RECORDS TO PROCESS →
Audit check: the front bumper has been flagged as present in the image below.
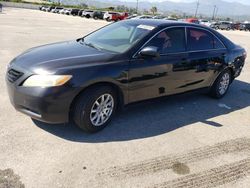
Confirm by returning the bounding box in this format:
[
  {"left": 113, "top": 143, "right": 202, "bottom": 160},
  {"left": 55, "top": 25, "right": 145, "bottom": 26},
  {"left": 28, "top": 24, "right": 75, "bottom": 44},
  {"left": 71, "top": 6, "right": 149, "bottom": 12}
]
[{"left": 6, "top": 69, "right": 78, "bottom": 124}]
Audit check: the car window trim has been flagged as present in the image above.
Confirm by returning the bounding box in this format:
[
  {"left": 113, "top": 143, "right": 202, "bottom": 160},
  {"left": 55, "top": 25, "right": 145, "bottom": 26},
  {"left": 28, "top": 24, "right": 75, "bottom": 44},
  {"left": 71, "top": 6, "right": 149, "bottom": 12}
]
[
  {"left": 133, "top": 25, "right": 227, "bottom": 58},
  {"left": 159, "top": 48, "right": 227, "bottom": 56}
]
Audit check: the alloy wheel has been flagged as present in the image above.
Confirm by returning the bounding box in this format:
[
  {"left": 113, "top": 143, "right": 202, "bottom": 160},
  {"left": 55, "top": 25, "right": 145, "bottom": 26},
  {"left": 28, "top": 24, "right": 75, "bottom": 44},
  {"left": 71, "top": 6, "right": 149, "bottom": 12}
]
[
  {"left": 90, "top": 94, "right": 114, "bottom": 126},
  {"left": 218, "top": 72, "right": 230, "bottom": 95}
]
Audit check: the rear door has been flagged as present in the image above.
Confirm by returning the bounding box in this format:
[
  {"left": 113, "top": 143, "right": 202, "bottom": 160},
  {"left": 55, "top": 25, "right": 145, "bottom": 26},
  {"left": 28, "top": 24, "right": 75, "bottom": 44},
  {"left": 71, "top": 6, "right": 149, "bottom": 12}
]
[{"left": 180, "top": 27, "right": 227, "bottom": 91}]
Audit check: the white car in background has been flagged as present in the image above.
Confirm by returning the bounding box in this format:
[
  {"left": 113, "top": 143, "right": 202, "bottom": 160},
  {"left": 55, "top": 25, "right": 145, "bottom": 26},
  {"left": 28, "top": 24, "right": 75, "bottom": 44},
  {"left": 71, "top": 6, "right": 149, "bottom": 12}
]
[
  {"left": 131, "top": 15, "right": 153, "bottom": 19},
  {"left": 199, "top": 19, "right": 212, "bottom": 27},
  {"left": 64, "top": 9, "right": 72, "bottom": 15},
  {"left": 82, "top": 10, "right": 94, "bottom": 18},
  {"left": 59, "top": 9, "right": 65, "bottom": 14},
  {"left": 60, "top": 9, "right": 71, "bottom": 15}
]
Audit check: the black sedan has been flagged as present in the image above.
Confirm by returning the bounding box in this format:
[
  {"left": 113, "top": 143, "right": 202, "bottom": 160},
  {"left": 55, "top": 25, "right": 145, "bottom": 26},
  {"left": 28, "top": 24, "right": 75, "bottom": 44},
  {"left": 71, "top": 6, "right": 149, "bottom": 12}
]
[
  {"left": 240, "top": 23, "right": 250, "bottom": 31},
  {"left": 6, "top": 20, "right": 247, "bottom": 133}
]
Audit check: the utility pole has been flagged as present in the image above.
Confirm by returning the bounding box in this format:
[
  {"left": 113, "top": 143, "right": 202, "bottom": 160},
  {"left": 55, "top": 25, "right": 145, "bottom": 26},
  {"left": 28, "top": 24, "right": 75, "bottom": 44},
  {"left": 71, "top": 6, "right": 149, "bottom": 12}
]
[
  {"left": 212, "top": 5, "right": 216, "bottom": 20},
  {"left": 136, "top": 0, "right": 139, "bottom": 14},
  {"left": 215, "top": 7, "right": 219, "bottom": 20},
  {"left": 194, "top": 0, "right": 200, "bottom": 18}
]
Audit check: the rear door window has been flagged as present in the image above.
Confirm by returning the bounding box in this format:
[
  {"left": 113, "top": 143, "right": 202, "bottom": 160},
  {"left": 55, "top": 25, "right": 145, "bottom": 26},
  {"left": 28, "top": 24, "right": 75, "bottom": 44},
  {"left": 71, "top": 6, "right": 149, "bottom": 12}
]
[{"left": 187, "top": 28, "right": 225, "bottom": 51}]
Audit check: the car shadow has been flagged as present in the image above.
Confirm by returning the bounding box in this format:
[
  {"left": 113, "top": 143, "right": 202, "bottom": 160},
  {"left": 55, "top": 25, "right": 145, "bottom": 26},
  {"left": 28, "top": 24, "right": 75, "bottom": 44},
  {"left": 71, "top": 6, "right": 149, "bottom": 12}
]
[{"left": 34, "top": 80, "right": 250, "bottom": 143}]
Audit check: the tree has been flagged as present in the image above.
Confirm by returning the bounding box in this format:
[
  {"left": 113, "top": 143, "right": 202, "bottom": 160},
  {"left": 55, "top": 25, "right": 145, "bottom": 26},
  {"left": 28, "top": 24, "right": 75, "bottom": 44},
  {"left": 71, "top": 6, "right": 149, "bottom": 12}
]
[
  {"left": 117, "top": 5, "right": 128, "bottom": 12},
  {"left": 150, "top": 6, "right": 157, "bottom": 15},
  {"left": 80, "top": 3, "right": 88, "bottom": 9}
]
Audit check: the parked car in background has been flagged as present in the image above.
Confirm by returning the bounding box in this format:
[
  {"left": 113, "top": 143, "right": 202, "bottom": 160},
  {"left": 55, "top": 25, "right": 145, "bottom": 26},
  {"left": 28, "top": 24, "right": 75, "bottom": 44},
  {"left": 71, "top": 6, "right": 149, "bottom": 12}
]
[
  {"left": 71, "top": 9, "right": 80, "bottom": 16},
  {"left": 115, "top": 12, "right": 129, "bottom": 21},
  {"left": 93, "top": 11, "right": 105, "bottom": 20},
  {"left": 199, "top": 19, "right": 212, "bottom": 27},
  {"left": 51, "top": 7, "right": 64, "bottom": 13},
  {"left": 6, "top": 20, "right": 246, "bottom": 133},
  {"left": 104, "top": 12, "right": 128, "bottom": 21},
  {"left": 210, "top": 22, "right": 220, "bottom": 29},
  {"left": 185, "top": 18, "right": 199, "bottom": 24},
  {"left": 59, "top": 8, "right": 66, "bottom": 14},
  {"left": 78, "top": 9, "right": 85, "bottom": 17},
  {"left": 82, "top": 10, "right": 95, "bottom": 18},
  {"left": 44, "top": 6, "right": 55, "bottom": 12},
  {"left": 64, "top": 9, "right": 72, "bottom": 15},
  {"left": 231, "top": 23, "right": 241, "bottom": 30},
  {"left": 131, "top": 15, "right": 153, "bottom": 19},
  {"left": 240, "top": 23, "right": 250, "bottom": 31},
  {"left": 218, "top": 21, "right": 233, "bottom": 30},
  {"left": 40, "top": 6, "right": 48, "bottom": 11}
]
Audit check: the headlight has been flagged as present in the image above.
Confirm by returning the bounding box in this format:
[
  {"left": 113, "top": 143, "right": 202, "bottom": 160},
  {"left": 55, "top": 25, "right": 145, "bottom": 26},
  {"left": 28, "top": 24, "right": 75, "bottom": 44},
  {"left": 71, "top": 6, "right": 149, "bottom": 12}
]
[{"left": 22, "top": 75, "right": 72, "bottom": 87}]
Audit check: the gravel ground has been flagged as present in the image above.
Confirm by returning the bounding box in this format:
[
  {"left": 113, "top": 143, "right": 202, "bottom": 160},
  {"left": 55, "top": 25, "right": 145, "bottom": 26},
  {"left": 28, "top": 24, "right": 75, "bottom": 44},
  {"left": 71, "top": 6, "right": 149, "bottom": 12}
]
[{"left": 0, "top": 8, "right": 250, "bottom": 188}]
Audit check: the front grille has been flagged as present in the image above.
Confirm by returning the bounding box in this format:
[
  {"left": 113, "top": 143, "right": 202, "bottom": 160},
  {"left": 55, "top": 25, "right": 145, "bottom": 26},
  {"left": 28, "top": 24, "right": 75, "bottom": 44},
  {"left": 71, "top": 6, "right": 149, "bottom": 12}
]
[{"left": 7, "top": 69, "right": 23, "bottom": 83}]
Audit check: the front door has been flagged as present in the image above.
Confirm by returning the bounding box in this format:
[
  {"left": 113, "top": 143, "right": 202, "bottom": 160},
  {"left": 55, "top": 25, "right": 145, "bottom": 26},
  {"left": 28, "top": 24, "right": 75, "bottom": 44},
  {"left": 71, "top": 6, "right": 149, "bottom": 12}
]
[{"left": 128, "top": 27, "right": 188, "bottom": 102}]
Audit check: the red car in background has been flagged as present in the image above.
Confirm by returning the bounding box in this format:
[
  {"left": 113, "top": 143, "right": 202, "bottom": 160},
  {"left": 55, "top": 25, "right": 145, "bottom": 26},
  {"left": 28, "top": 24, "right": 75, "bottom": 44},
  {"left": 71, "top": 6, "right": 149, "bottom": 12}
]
[
  {"left": 185, "top": 18, "right": 200, "bottom": 24},
  {"left": 104, "top": 12, "right": 128, "bottom": 22}
]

TASK REQUIREMENTS → Pick out each line above that includes "window" and show it.

ANSWER FOR THE TASK →
Audit check: the car window trim has been flagged as present in the image above.
Audit check: the rear door window has been flagged as present in the image above.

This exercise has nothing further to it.